* **課題内容**:
以下の味の素社の広報室についての文章を読み、次の問いに答えてください。
(a) 味の素社が広報室を設置したのはいつですか。
(b) 広報室設置のときに社内で盛んに言われていた言葉は何ですか。
(c) 原料訴求キャンペーンの広告で使われたコピーは何ですか。

* **文書抜粋**:
───

【味の素特別顧問歌田勝弘さんへのインタビュー】味の素株式会社(以下、味の素社)第7代社長(1981~1989年)を務めた歌田勝弘氏に味の素社の歩みを聞き、永続するブランドと企業活動の秘訣を探った。
第2回は、業界に先駆けて設置した広報室がどのような役割を担い、どのような活動を展開してきたかを聞いた。
インタビューでは、編集部からの簡単な質問に対して、歌田氏は詳細な内容を一息に話されたため、聞き書きの形で記した(カコミ部分は齋藤)。
社会とのかかわりを担当する専門部署
オルニーの論文発表に対して、味の素社は科学者に検証を求める一方、消費者への情報発信も開始した。ただし、それは企業から社会への一方通行のものではなく、社会と企業とで意見・情報を出し合い、良好な関係づくりを目指すものであった。それを担当したのが、当時国内企業に見られなかった新しい部署、広報室である。
他に先駆けて広報室を設置
味の素社が広報室を作ったのは、そうした困難が始まって間もない頃、昭和45(1970)年1月のことです。これは副社長直轄の組織です。
今日でこそ、どこの会社にも広報室というのはあるものです。パブリックリレーション(public relations ※)という概念や活動も普通になりました。しかし、その頃の日本では、まだどの会社にも広報室というものはありませんでした。広報室の設置は、味の素社が先陣を切ったと思います。
きっかけとしては、商品の安全性を伝えたいということだったわけですが、広報室設置のときに社内で盛んに言っていたのが「ツー・ウェイ・コミュニケーション」ということでした。こちら側から言うべきことは言う一方、消費者側からもいろいろな意見を聞いて来なさいということが命じられた。
食の安全問題というのは、みなさんが気にしている問題で、みなさんが本当のことを知りたがっている問題です。けれども、本当のことがなかなか伝わっていないものです。みなさんが知りたいものが何かをつかみ、それに対して正確な知識を常に発信していくことが大切です。
※編集部註:パブリックリレーションは社会との望ましい関係づくりのための活動を言う。public relations の略語PRは、今日しばしばプロモーションと混同されるが、パブリックリレーションと販売促進(SP)は全く別の活動である。
参考:「パブリックリレーションズとは」(日本パブリックリレーションズ協会)
http://www.prsj.or.jp/shiraberu/aboutpr
原料訴求キャンペーン
また、昭和57(1982)年からは「原料訴求キャンペーン」というのをやりました。「麦からビール、さとうきびから味の素」というコピーの広告を盛んに打ちました。いわんとするところは、原料は自然なものを使用しているということです。
この広告を見て「そうだったのか」という人は相当いらしたと思います。遡れば、創業間もない頃の「原料ヘビ説」に始まり、「味の素」の原料についての誤解はそのときどきにありました。

───

[画像内の物体位置データ]
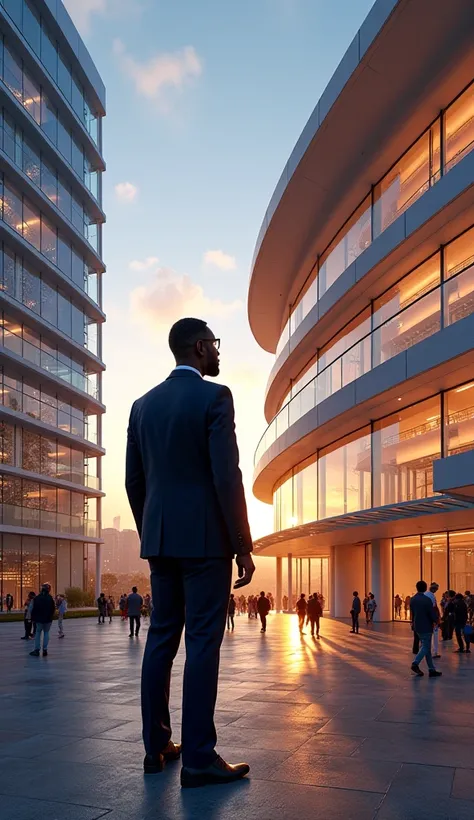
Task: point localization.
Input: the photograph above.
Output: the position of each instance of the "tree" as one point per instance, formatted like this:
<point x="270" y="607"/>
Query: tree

───

* **解答全文**:
(a) 昭和45(1970)年1月です。
(b) 「ツー・ウェイ・コミュニケーション」です。
(c) 「麦からビール、さとうきびから味の素」です。